学習用テキスト =>
===============
米Adobe Systemsは11月9日(現地時間)、750名の人員削減を含むリストラ計画を発表し、その一環としてモバイル機器向けFlash Playerの開発中止について言及した。同社はここ2年ほどの間、携帯電話向けに提供していたFlash Liteでなく、タブレットを含むさまざまなデバイスに対してPC向けと同等なフル機能のFlash Playerを提供すべく技術開発を続けてきた。現在、AndroidならびにBlackBerry PlayBookの2プラットフォーム向けにFlash Playerが提供されているが、これらに対するアップデートは次のバージョン11.1で終了となり、以後はバグフィクス/セキュリティ対策を含むサポート対応のみに限定されることになる。
同件については前日にあたる8日、米ZDNetによって計画の概要がリークの形で報じられている。そこではAndroidならびにPlayBookのアップデート提供終了と以後のバグフィクス中心のサポート対応のみに注力する旨のほか、開発プラットフォームとしてのFlash技術へと開発者を誘導していくことが示唆されていた。今後、ソースコードのライセンス提供を受けた一部ベンダーがソリューションの継続開発を行っている可能性についても言及されているが、Adobeとしてはモバイル向けFlashの開発は終了とし、今後Flash/AIR開発者はモバイル機器をターゲットとしたアプリ開発を行う場合、コード自体はFlashで記述を行い、最終出力形態としてPackage機能を使って各モバイルプラットフォーム向けのネイティブアプリへと誘導していくという。PC向けFlashは継続されるが、Flashの技術としての位置付けは共通の実行フレームワークというより、どちらかといえば共通開発プラットフォームといったポジションに近くなる。
Adobeは以前より、Flashは永続的な技術ではなく、将来的にHTML5のような技術へと段階的に移行していく形になるとの見解を述べているが、その時が来るまではFlash開発者ならびにユーザーに対して必要なソリューションを継続的に提供していくことを約束している。今回のZDNetの報道はこの部分を強調する一方で、モバイルデバイスにおけるFlash Playerの位置付けの難しさを改めて浮き彫りにしているといえるかもしれない。近年のAndroidデバイスはFlashをストレスなく動かすのに十分なパフォーマンスを備えつつあるが、一方で実行環境の主流はネイティブアプリまたはWebアプリであり、Flashのクロスプラットフォームという強みを必ずしも活かしているとはいえない。継続投資のコストと合わせ、何らかの判断が働いた可能性がある。
===============
提供データ =>
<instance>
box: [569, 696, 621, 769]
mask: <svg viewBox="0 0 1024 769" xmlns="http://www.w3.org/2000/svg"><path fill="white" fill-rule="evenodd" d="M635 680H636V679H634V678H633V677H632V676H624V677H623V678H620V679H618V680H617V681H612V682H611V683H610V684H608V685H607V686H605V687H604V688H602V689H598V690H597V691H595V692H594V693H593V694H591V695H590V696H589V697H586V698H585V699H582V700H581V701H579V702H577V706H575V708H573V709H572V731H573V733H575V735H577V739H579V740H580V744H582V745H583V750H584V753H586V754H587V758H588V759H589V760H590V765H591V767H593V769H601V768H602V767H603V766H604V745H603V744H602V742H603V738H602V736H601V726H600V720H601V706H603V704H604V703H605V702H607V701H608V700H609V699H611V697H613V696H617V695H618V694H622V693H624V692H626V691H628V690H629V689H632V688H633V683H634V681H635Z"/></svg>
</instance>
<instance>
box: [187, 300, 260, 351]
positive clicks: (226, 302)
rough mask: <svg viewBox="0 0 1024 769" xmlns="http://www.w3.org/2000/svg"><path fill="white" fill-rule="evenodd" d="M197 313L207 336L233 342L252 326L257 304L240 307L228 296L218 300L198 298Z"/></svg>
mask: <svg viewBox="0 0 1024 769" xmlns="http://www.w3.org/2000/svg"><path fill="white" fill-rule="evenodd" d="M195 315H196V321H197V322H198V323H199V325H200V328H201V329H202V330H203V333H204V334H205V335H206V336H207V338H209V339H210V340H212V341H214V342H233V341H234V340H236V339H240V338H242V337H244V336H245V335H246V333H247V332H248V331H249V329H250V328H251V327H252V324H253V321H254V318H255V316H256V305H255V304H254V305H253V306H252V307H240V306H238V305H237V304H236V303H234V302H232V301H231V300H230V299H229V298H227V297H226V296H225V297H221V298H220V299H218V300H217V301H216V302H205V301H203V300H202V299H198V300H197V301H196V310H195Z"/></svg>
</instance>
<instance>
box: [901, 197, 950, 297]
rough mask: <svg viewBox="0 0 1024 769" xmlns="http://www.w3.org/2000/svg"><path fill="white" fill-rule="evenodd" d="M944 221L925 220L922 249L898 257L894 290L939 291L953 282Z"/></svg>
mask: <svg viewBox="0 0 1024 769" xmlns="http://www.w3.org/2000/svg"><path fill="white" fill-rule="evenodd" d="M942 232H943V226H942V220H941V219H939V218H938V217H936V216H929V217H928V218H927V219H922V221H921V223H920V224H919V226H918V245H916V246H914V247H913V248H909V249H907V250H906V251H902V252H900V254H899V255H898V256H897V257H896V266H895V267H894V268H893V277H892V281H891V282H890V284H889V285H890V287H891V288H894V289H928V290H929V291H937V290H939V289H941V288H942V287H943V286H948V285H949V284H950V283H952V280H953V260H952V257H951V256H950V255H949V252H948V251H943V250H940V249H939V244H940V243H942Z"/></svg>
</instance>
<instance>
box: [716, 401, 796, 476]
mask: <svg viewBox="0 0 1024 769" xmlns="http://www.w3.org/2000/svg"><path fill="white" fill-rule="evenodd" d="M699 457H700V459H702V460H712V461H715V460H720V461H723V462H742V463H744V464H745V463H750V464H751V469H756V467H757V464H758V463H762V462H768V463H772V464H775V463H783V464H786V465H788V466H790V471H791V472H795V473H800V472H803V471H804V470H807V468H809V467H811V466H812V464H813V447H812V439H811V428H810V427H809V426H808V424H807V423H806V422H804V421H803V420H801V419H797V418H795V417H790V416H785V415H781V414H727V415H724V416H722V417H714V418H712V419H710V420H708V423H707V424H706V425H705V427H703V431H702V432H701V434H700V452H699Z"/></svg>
===============
課題文 =>
モバイル向けFlash Player開発中止を扱った上の学習用テキストを、全文一字も変えずに打ち直してください。

課題への解答 =>
米Adobe Systemsは11月9日(現地時間)、750名の人員削減を含むリストラ計画を発表し、その一環としてモバイル機器向けFlash Playerの開発中止について言及した。同社はここ2年ほどの間、携帯電話向けに提供していたFlash Liteでなく、タブレットを含むさまざまなデバイスに対してPC向けと同等なフル機能のFlash Playerを提供すべく技術開発を続けてきた。現在、AndroidならびにBlackBerry PlayBookの2プラットフォーム向けにFlash Playerが提供されているが、これらに対するアップデートは次のバージョン11.1で終了となり、以後はバグフィクス/セキュリティ対策を含むサポート対応のみに限定されることになる。
同件については前日にあたる8日、米ZDNetによって計画の概要がリークの形で報じられている。そこではAndroidならびにPlayBookのアップデート提供終了と以後のバグフィクス中心のサポート対応のみに注力する旨のほか、開発プラットフォームとしてのFlash技術へと開発者を誘導していくことが示唆されていた。今後、ソースコードのライセンス提供を受けた一部ベンダーがソリューションの継続開発を行っている可能性についても言及されているが、Adobeとしてはモバイル向けFlashの開発は終了とし、今後Flash/AIR開発者はモバイル機器をターゲットとしたアプリ開発を行う場合、コード自体はFlashで記述を行い、最終出力形態としてPackage機能を使って各モバイルプラットフォーム向けのネイティブアプリへと誘導していくという。PC向けFlashは継続されるが、Flashの技術としての位置付けは共通の実行フレームワークというより、どちらかといえば共通開発プラットフォームといったポジションに近くなる。
Adobeは以前より、Flashは永続的な技術ではなく、将来的にHTML5のような技術へと段階的に移行していく形になるとの見解を述べているが、その時が来るまではFlash開発者ならびにユーザーに対して必要なソリューションを継続的に提供していくことを約束している。今回のZDNetの報道はこの部分を強調する一方で、モバイルデバイスにおけるFlash Playerの位置付けの難しさを改めて浮き彫りにしているといえるかもしれない。近年のAndroidデバイスはFlashをストレスなく動かすのに十分なパフォーマンスを備えつつあるが、一方で実行環境の主流はネイティブアプリまたはWebアプリであり、Flashのクロスプラットフォームという強みを必ずしも活かしているとはいえない。継続投資のコストと合わせ、何らかの判断が働いた可能性がある。